-- Tasks to complete --
(a) List the four numbered points that G.J. sets out in the forum thread.
(b) In the forum thread, retype the part that opens with the words containing "Have you acquired" and closes with "(message a mod)".

-- Supplied passage --

Good on you BigTex, I admire your resolve, just a short while ago all you were interested in is keeping this woman happy, no matter what happened between you, I think you are starting to realize that you owe this woman NOTHING and keeping her happy is the reason she has no respect for you, your marriage etc. All you really need to do is look after yourself and your kids as they are the ones who need to be happy, she has chosen her path and she needs to walk it alone, and if she falls then she needs to be the one to pick herself up and dust herself off. Just keep doing what you are doing and keep yourself focused and you will be alright. I wish you the best, keep us updated and good luck!!!


----------



## G.J.

BigTexDad said:


> Clearly you and I think a lot alike!
> 
> And I thought about it but I think she would take me up on the same deal for the same reasons. She is very conniving and would likely only want to reside together to be able to attempt to gain access to financi records like paycheck stubs etc. i think it is too much risk at this point as she knows something is different this time around. We may have gone too far for any R. And I don't think I want one anymore anyway. After reflecting on her mental abuse to me for the past few years, I don't think I can go back to that. I simply don't see how things will change. I have so much dirt on her that I really don't need anymore time with her to get ducks in a row. I have records showing she doctor shops for narcotics, has an addiction to hospitals and medical treatment (Munchausen's disorder). I already blocked all her access to all financial info (stocks, retirement info, paychecks, etc.). And she never cared enough to know what assets we actually have so she has no clue what we have from a net worth perspective. I think I have her right where I want her.


1.So currently she's at her sisters
2.You are bunkered in the barn
3.The first salvo from her and her sister came to nothing
4.Your attorney is working on filing for legal separation ASAP

Have you acquired the VARs and phone recorders ?

When do you expect her to be served ?

Get this thread moved to the Private members section just in case (message a mod)

What do you plan to do if she has the brass balls to move back in, will you move out and if you do have you checked any repercussions with your lawyer

What about informing friends/family yet? as she will when she doesn't get what she wants

What do you plan on doing next


----------



## Catherine602

BigTexDad said:


> Clearly you and I think a lot alike!

-- Raw data --

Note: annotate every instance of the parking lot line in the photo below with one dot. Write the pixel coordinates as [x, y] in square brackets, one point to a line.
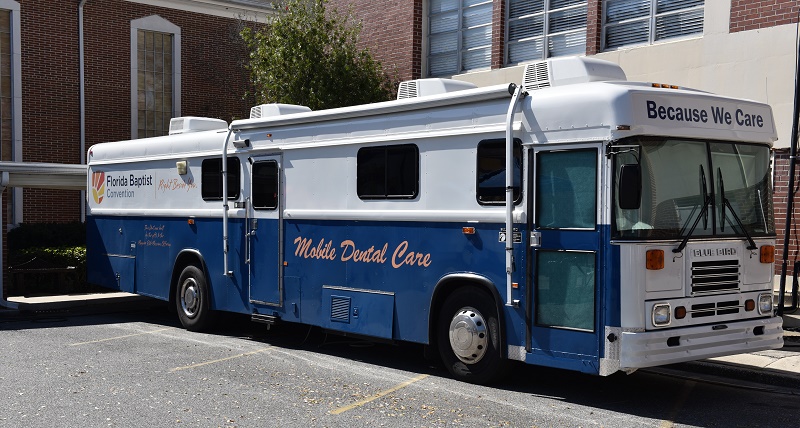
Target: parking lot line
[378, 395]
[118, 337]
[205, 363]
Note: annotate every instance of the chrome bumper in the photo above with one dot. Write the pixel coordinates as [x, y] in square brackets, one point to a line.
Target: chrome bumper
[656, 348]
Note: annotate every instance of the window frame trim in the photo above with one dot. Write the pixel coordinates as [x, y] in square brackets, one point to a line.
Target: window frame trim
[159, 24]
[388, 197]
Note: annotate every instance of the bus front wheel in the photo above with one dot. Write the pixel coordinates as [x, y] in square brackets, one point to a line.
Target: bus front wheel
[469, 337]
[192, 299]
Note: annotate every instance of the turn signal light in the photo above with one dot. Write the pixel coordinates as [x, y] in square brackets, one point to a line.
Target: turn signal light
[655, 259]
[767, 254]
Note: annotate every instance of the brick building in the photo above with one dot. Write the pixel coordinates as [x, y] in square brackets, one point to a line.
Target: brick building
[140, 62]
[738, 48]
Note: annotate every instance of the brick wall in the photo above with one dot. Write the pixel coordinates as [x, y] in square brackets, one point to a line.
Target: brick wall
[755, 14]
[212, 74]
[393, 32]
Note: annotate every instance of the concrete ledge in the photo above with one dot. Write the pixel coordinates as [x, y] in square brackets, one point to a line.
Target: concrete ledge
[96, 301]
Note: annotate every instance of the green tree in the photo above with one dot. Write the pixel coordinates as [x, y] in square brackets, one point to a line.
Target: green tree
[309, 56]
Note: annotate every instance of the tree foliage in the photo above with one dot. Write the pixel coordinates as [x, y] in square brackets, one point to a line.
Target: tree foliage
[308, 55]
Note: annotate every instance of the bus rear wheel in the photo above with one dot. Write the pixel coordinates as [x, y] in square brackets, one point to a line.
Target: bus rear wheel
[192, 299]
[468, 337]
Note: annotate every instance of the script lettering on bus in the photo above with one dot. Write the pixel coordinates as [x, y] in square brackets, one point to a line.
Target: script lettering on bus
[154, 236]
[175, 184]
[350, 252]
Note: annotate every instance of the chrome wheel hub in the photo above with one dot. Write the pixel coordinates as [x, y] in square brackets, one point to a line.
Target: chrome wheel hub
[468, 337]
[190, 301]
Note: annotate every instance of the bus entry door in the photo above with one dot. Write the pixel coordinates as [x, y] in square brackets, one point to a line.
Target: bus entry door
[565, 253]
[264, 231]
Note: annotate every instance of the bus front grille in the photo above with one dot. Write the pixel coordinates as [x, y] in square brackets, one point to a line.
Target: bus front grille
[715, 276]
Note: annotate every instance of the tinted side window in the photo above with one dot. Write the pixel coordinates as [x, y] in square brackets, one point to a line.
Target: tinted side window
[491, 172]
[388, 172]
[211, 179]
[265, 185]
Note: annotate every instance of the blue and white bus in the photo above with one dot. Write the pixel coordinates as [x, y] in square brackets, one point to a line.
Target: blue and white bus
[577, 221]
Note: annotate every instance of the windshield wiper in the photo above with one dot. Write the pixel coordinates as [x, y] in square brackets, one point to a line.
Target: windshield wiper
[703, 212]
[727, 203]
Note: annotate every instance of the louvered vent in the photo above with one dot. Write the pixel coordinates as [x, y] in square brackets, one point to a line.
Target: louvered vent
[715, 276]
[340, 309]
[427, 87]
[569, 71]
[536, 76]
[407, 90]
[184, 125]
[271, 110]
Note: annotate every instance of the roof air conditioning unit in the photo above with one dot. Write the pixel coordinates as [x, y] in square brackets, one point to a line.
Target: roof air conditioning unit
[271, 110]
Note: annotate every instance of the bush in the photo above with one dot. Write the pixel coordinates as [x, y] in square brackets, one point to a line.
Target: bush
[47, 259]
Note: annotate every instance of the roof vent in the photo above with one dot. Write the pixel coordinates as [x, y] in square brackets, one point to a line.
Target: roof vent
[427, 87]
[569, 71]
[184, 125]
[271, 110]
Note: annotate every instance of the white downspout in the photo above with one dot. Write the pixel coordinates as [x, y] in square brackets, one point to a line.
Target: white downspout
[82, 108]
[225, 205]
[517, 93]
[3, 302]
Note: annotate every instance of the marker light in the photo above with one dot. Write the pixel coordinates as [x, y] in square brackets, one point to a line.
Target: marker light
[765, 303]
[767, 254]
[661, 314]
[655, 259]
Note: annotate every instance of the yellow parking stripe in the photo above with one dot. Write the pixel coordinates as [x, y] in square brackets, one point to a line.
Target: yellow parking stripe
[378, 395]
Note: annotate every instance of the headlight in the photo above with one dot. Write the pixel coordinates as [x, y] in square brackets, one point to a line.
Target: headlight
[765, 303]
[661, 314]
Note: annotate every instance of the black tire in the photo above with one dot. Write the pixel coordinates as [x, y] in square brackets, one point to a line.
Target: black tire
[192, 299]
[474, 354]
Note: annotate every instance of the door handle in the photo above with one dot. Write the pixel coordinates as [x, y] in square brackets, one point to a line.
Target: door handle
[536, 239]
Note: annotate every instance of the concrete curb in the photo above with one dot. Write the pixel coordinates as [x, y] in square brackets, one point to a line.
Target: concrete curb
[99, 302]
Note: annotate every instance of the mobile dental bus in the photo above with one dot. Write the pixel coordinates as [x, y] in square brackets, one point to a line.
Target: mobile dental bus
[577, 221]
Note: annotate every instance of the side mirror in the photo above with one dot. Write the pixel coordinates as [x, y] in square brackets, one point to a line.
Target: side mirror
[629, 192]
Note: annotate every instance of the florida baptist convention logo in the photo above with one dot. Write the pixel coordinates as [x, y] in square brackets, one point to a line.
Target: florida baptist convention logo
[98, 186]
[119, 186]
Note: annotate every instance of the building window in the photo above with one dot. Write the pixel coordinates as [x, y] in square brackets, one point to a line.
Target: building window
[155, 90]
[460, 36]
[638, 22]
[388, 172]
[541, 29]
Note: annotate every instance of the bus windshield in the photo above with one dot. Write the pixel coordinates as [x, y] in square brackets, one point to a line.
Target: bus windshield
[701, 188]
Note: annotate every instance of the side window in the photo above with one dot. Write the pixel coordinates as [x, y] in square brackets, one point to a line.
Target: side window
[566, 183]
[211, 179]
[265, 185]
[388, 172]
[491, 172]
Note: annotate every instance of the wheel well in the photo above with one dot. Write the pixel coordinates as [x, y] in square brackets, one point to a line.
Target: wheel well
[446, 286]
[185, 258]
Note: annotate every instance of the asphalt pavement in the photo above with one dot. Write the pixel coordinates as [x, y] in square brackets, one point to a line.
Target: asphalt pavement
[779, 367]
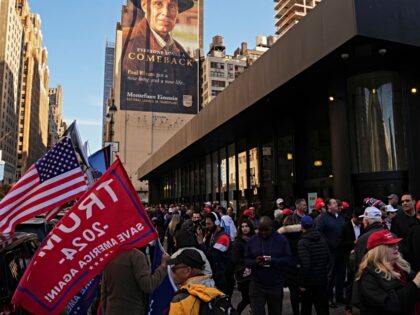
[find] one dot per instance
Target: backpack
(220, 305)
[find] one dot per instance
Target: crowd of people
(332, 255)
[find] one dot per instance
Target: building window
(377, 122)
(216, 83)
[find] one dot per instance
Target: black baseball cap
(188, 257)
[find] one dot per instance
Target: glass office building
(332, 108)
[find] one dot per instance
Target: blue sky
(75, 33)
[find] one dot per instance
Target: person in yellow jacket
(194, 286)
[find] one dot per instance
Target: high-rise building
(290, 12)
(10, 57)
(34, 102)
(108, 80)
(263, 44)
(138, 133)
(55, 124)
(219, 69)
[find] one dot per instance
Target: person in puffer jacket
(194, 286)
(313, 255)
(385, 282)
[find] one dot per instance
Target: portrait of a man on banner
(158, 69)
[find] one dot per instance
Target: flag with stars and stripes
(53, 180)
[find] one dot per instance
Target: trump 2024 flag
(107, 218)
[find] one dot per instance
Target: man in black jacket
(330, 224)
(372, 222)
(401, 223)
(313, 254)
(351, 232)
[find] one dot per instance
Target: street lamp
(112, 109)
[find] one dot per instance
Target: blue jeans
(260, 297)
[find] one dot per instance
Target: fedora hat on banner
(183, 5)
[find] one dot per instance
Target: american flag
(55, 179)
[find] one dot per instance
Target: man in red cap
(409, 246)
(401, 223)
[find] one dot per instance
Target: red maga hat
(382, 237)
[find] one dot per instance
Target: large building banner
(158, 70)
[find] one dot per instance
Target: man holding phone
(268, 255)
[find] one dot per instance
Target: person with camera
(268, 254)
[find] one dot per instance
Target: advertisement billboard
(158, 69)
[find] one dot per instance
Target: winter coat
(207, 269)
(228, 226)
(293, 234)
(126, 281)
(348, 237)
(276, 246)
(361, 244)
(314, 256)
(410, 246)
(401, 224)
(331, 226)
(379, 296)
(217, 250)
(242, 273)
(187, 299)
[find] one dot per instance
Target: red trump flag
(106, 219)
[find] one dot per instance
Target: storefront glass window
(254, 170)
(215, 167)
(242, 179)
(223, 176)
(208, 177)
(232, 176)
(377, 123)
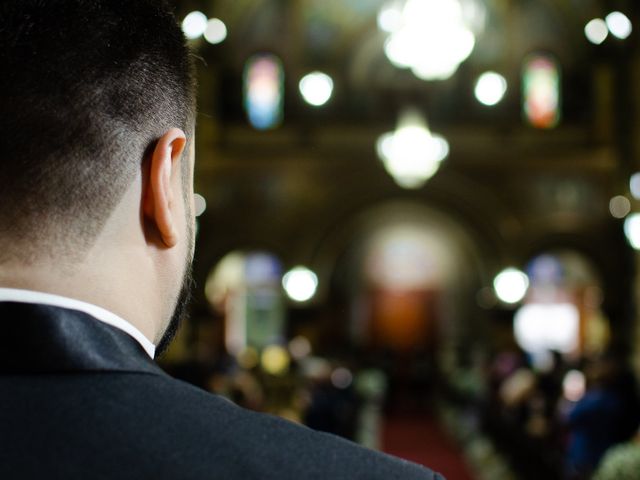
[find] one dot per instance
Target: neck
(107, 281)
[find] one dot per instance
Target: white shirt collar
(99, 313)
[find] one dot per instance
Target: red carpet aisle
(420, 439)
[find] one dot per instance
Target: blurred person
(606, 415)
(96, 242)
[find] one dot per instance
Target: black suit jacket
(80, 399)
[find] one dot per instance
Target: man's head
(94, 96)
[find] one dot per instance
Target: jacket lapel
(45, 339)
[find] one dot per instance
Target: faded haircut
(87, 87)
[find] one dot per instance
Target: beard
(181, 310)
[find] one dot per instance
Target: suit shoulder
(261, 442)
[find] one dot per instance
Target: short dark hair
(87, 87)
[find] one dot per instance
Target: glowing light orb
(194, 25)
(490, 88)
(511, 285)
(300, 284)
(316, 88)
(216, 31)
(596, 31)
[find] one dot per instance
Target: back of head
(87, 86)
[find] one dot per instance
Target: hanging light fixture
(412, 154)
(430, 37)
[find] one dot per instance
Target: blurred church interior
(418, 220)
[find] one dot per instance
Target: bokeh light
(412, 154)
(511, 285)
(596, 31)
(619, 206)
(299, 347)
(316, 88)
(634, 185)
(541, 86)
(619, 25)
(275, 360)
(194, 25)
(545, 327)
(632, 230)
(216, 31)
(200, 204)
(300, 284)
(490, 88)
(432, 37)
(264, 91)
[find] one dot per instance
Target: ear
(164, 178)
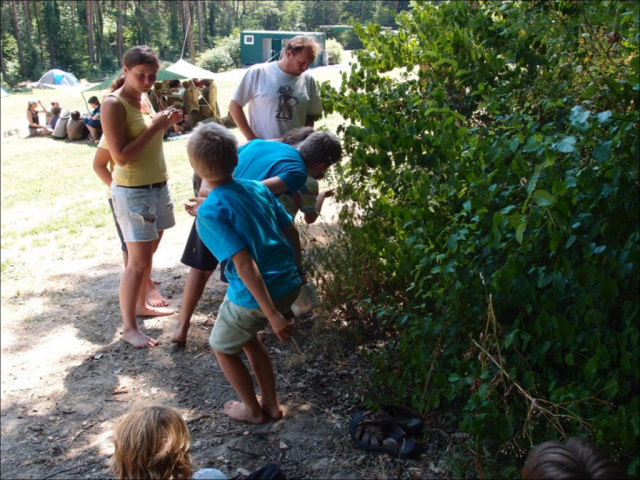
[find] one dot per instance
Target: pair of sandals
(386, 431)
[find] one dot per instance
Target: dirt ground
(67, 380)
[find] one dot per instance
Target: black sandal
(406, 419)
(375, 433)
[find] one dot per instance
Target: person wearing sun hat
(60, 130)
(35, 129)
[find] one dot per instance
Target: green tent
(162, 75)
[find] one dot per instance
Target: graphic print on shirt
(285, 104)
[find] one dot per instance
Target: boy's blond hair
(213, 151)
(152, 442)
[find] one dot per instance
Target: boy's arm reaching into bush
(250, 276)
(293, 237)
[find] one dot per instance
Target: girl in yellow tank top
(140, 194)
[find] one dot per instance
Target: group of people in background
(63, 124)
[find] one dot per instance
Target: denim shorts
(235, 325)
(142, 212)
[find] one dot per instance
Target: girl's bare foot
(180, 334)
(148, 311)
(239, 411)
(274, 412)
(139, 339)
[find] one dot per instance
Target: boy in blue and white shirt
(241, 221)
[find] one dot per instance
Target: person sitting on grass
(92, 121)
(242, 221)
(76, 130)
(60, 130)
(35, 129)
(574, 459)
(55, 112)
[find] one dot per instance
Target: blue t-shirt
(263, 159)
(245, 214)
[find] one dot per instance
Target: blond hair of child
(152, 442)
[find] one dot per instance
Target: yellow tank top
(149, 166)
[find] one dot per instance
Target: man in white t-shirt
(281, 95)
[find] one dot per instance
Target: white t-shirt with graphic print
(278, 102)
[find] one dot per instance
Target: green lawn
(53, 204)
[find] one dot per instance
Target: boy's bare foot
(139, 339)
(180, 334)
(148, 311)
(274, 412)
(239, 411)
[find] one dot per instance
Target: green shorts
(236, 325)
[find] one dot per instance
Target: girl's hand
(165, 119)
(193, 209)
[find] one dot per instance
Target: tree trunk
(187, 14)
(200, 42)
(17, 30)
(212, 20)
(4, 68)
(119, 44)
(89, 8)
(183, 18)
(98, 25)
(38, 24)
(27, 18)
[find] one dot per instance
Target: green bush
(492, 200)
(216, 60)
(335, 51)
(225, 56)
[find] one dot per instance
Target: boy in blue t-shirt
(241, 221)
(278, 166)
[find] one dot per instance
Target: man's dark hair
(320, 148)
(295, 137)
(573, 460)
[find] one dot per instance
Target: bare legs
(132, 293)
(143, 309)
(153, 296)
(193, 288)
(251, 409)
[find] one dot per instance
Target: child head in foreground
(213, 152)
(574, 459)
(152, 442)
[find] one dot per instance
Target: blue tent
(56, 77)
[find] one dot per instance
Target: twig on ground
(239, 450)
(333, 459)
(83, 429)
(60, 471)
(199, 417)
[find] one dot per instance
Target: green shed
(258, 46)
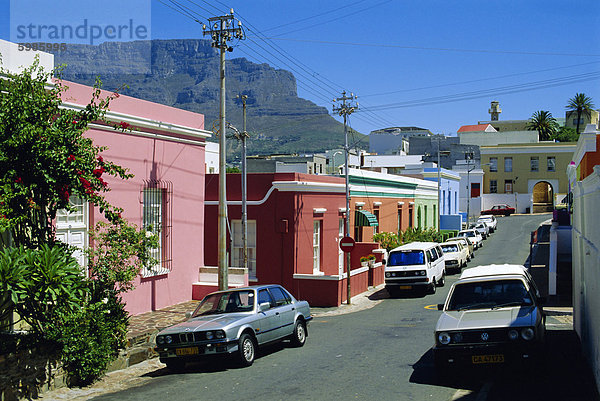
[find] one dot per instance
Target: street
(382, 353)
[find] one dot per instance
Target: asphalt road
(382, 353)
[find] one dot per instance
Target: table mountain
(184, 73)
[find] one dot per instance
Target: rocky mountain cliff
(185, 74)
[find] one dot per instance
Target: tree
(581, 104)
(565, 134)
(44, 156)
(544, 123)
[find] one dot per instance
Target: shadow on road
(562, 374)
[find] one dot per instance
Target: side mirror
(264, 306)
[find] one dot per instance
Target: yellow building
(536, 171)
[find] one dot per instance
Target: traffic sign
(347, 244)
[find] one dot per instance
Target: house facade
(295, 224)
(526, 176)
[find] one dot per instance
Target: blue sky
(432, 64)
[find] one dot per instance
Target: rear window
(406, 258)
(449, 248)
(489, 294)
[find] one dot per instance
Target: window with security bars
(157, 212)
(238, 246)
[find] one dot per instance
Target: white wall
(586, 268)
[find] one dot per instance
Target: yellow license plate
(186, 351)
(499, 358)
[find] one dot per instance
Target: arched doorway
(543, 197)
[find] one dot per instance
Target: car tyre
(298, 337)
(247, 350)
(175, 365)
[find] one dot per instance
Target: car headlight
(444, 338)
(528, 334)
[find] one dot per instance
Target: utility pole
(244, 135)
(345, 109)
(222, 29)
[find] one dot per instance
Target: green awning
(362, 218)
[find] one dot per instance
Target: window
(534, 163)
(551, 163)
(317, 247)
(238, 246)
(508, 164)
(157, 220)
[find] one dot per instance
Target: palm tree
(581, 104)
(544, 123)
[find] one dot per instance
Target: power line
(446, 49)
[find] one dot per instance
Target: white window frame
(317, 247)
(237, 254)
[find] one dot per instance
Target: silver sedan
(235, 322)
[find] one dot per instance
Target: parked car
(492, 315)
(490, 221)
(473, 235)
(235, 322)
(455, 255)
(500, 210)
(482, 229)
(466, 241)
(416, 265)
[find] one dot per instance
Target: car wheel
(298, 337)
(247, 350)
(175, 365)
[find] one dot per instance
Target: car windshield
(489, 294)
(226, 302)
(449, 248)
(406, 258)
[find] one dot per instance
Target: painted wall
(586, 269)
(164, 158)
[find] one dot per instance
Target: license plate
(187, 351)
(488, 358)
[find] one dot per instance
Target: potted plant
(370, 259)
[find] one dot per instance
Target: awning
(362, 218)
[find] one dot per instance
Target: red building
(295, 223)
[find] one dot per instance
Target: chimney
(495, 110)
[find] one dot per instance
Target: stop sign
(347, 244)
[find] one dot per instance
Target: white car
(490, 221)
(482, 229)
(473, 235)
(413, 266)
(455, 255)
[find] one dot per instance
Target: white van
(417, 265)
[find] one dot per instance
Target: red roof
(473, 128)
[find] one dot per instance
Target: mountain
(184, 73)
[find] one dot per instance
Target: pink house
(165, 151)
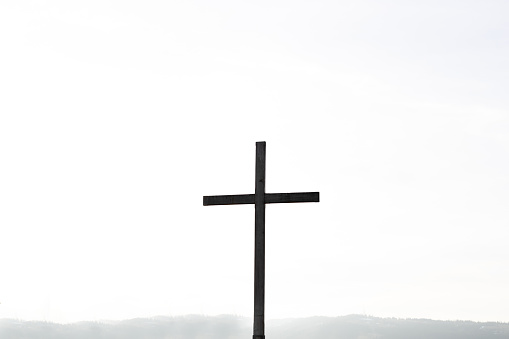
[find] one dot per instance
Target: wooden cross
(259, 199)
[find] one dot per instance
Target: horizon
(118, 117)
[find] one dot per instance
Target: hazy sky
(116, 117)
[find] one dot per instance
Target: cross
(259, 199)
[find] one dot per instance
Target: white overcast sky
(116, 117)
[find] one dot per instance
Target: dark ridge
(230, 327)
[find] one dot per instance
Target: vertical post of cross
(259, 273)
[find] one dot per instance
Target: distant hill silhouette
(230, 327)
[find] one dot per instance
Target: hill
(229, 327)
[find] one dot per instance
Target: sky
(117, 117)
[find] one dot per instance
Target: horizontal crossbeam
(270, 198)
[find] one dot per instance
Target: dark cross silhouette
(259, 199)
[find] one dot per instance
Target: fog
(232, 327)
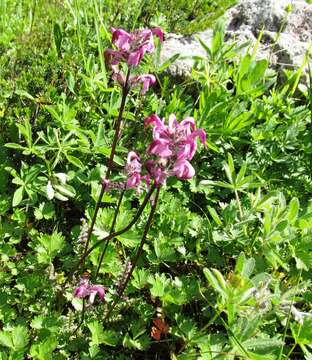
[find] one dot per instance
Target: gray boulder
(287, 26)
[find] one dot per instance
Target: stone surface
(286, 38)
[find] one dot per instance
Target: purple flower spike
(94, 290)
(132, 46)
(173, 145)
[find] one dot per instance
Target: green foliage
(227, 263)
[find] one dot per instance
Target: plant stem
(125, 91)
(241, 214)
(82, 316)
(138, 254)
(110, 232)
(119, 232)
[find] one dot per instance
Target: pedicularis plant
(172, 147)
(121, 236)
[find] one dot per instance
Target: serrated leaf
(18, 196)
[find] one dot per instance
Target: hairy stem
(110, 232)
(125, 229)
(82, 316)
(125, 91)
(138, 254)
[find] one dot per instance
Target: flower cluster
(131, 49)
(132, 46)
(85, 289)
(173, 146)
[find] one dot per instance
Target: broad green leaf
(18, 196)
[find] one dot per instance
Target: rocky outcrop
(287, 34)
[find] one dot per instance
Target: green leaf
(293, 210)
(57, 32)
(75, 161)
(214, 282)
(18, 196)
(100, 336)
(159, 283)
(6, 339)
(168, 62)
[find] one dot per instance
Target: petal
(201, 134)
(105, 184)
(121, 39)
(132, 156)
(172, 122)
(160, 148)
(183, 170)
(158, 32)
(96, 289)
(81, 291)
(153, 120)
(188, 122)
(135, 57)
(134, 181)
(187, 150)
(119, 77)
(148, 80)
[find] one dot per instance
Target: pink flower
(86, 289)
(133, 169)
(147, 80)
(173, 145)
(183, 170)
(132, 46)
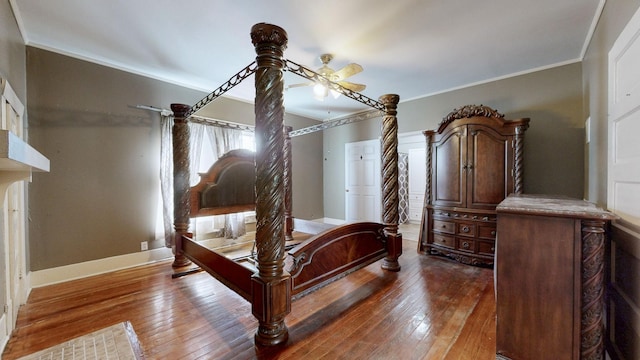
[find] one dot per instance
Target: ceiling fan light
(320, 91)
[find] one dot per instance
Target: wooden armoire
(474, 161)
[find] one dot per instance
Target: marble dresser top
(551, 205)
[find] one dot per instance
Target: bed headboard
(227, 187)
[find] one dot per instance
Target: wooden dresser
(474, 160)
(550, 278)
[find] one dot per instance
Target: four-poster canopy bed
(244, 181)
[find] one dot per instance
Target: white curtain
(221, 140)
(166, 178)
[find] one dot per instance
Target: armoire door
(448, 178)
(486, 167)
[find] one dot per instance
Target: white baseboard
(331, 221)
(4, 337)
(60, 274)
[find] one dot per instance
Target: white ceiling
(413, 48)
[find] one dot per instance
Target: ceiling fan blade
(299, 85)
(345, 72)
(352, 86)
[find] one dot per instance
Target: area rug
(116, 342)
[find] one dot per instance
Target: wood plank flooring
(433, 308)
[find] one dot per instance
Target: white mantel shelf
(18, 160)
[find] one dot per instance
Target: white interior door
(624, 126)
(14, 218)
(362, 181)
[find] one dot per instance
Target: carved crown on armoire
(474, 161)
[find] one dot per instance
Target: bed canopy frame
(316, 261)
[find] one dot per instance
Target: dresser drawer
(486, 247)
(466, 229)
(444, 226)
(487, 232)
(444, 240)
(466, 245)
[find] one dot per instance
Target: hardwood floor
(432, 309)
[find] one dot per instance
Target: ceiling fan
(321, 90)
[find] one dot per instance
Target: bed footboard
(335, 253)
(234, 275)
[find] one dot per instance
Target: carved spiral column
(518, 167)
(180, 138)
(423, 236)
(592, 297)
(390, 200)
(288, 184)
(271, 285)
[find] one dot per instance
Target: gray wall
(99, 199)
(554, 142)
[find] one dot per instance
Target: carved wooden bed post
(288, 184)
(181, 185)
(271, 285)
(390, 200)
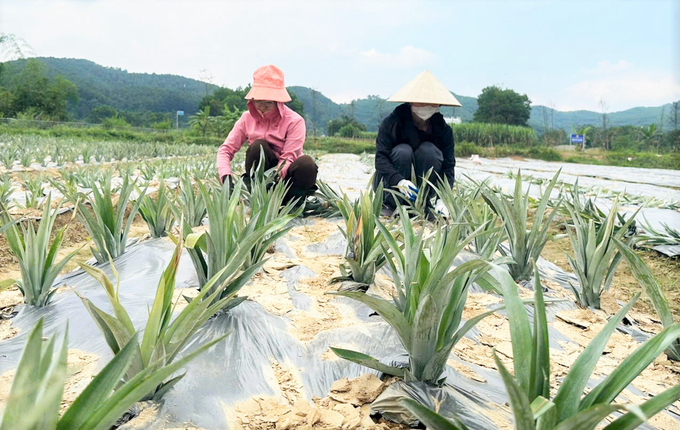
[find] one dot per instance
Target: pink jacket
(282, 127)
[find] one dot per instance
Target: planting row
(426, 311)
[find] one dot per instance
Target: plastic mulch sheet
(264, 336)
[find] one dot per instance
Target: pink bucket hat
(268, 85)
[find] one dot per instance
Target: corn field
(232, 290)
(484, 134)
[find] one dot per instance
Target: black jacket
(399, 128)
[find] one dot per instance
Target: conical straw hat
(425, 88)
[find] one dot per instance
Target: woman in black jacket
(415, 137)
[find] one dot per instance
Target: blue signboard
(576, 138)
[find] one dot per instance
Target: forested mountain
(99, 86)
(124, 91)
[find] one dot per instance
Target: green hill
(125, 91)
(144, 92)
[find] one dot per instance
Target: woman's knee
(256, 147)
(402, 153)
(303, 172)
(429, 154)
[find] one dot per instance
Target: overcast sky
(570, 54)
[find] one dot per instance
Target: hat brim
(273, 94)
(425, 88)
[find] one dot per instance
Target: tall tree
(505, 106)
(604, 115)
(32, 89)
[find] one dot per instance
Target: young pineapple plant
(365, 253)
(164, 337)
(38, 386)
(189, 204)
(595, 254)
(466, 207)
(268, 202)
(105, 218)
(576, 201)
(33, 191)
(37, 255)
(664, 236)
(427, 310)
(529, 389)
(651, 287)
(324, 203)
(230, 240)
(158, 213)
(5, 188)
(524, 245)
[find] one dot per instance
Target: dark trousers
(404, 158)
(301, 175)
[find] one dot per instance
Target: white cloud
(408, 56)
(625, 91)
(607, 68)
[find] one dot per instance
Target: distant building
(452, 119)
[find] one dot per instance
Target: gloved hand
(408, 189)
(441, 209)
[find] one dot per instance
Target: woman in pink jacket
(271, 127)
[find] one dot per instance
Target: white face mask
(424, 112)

-- Responses per task --
(a)
1. So currently she's at her sisters
2. You are bunkered in the barn
3. The first salvo from her and her sister came to nothing
4. Your attorney is working on filing for legal separation ASAP

(b)
Have you acquired the VARs and phone recorders ?

When do you expect her to be served ?

Get this thread moved to the Private members section just in case (message a mod)